**What you need to do**. Output the listing below verbatim.

**The data**.
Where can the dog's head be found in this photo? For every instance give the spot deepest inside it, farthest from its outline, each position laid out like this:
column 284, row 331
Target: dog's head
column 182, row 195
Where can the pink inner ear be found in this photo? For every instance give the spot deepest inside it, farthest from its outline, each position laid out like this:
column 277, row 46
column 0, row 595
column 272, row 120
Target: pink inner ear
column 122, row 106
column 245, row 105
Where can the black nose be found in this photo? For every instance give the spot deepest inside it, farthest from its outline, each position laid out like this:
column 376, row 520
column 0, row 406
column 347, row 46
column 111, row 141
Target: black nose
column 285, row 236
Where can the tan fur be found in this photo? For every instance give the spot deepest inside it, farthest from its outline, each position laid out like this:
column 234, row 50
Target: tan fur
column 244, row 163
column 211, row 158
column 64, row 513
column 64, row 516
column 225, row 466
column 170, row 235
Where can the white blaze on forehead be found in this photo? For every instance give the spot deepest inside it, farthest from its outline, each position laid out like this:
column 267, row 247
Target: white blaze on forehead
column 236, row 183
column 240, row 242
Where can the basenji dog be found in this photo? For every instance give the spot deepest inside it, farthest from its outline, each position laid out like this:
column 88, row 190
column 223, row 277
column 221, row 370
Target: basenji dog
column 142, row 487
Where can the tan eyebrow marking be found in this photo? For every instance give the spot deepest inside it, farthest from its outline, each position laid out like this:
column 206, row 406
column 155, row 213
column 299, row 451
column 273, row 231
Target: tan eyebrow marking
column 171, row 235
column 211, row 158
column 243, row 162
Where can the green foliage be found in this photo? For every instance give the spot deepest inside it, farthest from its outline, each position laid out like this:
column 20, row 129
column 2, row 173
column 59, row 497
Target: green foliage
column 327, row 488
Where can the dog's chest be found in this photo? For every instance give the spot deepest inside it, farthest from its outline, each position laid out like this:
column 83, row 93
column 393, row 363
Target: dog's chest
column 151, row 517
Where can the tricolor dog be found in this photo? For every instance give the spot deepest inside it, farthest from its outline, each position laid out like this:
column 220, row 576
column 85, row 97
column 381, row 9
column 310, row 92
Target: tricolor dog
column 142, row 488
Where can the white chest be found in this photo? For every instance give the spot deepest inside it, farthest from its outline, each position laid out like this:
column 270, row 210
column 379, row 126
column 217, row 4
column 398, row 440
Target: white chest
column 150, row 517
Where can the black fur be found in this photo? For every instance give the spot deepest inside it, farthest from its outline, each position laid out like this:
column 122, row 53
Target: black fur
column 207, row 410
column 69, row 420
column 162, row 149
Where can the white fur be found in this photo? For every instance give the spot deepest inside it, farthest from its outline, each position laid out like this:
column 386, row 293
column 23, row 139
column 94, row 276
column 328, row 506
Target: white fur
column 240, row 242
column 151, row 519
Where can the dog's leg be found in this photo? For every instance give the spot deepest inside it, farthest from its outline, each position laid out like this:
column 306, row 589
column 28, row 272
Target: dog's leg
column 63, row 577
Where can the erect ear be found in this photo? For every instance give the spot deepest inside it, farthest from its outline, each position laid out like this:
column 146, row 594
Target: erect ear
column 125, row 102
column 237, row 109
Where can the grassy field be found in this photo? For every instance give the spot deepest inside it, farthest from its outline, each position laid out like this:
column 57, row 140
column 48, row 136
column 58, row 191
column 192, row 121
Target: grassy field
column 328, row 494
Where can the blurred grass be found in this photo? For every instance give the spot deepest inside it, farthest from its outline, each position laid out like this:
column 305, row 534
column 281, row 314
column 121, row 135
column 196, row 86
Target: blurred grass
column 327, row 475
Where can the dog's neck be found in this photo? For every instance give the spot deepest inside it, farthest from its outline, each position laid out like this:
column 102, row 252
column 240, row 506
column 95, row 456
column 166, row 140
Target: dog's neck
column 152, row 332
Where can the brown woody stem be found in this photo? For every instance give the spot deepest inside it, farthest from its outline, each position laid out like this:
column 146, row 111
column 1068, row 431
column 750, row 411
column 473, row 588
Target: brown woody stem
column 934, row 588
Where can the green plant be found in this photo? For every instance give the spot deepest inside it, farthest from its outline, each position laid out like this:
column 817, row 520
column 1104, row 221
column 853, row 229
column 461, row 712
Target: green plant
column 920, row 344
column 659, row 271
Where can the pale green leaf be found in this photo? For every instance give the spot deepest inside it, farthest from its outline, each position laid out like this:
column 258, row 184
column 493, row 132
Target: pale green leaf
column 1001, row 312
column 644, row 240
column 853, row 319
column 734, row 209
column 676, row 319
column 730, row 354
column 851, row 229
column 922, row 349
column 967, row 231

**Solution for this exercise**.
Where can the dog's head be found in this photo? For every instance give the spot deepest inside it, farthest from its outline, each position laid out like this:
column 284, row 331
Target: dog's head
column 182, row 195
Where can the pink inner ear be found in this photo? For every instance give the spot deepest inside it, farthest from its outline, each position laid out like this:
column 277, row 46
column 0, row 595
column 272, row 120
Target: pink inner ear
column 122, row 106
column 245, row 105
Where can the black nose be found in this photo? For every instance give the spot deepest inside it, farthest from its outline, each position laid out like this:
column 376, row 520
column 0, row 406
column 347, row 46
column 111, row 141
Target: black nose
column 285, row 236
Where can the tan fur be found in this photo? For every instance give the spot deepest inside it, farthest from its outline, each position laid out like this:
column 234, row 50
Target: tan fur
column 244, row 163
column 211, row 158
column 64, row 513
column 64, row 516
column 225, row 466
column 170, row 235
Where can the white blaze on forehead be found in this photo? For every instance give the spot deepest inside it, farthest from its outline, each position laid out like this:
column 267, row 247
Target: white blaze on forehead
column 236, row 183
column 240, row 242
Where can the basenji dog be found in this photo? For every instance give the spot deepest inside it, farthest from its outline, each position laid out like this:
column 88, row 190
column 223, row 277
column 221, row 370
Target: basenji dog
column 142, row 487
Where can the tan eyebrow marking be found in this photo? For every instance give the spot deepest inside it, farthest from its outline, each position laid out like this:
column 206, row 406
column 155, row 213
column 299, row 451
column 273, row 231
Target: tan eyebrow marking
column 171, row 235
column 211, row 158
column 243, row 162
Where can the green foliage be found in this photo? For every instance give the spot deepest inside it, farthest from its outline, each position laid out like this:
column 20, row 129
column 2, row 173
column 59, row 497
Target: green foliage
column 327, row 488
Where can the dog's chest be found in this photo? For every instance give the spot deepest inside it, farthest from its outline, each position laid out like this:
column 83, row 93
column 393, row 363
Target: dog's chest
column 151, row 517
Where can the tricolor dog be found in this photo? For every instance give the spot deepest inside it, farthest from its outline, each position laid out like this:
column 220, row 576
column 85, row 97
column 381, row 9
column 310, row 92
Target: tricolor dog
column 142, row 488
Where can the white chest be found in this photo? For every instance give the spot deepest inside it, farthest from its outline, each position laid out like this:
column 270, row 210
column 379, row 126
column 217, row 4
column 398, row 440
Target: white chest
column 150, row 517
Where can the black fur be found in this photo? For every instance give the spot deepest inside it, farthest from its outline, each position laid out like this:
column 122, row 53
Target: black fur
column 207, row 410
column 69, row 420
column 162, row 149
Where can the white fur be found in this photo? For every instance give the spot deepest inside it, farthest from its outline, each position laid out like this:
column 386, row 293
column 23, row 139
column 94, row 276
column 328, row 506
Target: white fur
column 240, row 242
column 151, row 519
Where can the dog's leg be found in this photo? For every instance give the spot deepest inside it, farthest from its outline, each position laid out like this:
column 306, row 589
column 28, row 272
Target: dog's leg
column 63, row 577
Where can the erect ear be found in this photo? For every instance give the spot deepest inside it, farthest from its outline, each position laid out like this:
column 146, row 594
Target: erect ear
column 125, row 102
column 237, row 109
Where can the grassy field be found in this photo? For every instance give the spot deepest inside it, farthest from its outline, each position laid out like this:
column 57, row 140
column 48, row 136
column 58, row 191
column 192, row 121
Target: grassy field
column 328, row 494
Where can the blurred grass be found in this photo? For every instance give the spot deepest inside it, farthest from its outline, each position laid out like this:
column 305, row 534
column 281, row 314
column 121, row 135
column 196, row 86
Target: blurred grass
column 327, row 475
Where can the dog's neck be found in this photo? For every instance give the spot deepest inside it, farthest from its outline, each position laid out like this:
column 102, row 252
column 240, row 506
column 95, row 456
column 166, row 140
Target: dog's neck
column 152, row 332
Where can the brown woody stem be found in this photo? For every instance give the spot deepest inside it, farthest from its outline, each position laid out like this:
column 146, row 111
column 1068, row 431
column 750, row 411
column 473, row 588
Target: brown woody stem
column 934, row 588
Where can the green plant be found in this photo? For every instance give the spot deepest inside it, farthest from its outline, each position laid out like this:
column 817, row 520
column 1104, row 221
column 853, row 229
column 461, row 712
Target: green plant
column 920, row 344
column 659, row 271
Where can the pale green leaf be found in this photo? For every instance give the spot deepest inside it, farthest from its outline, each position laid out like this:
column 258, row 184
column 493, row 132
Target: pale green leaf
column 1001, row 312
column 644, row 240
column 853, row 319
column 734, row 209
column 676, row 319
column 730, row 354
column 851, row 229
column 922, row 349
column 967, row 231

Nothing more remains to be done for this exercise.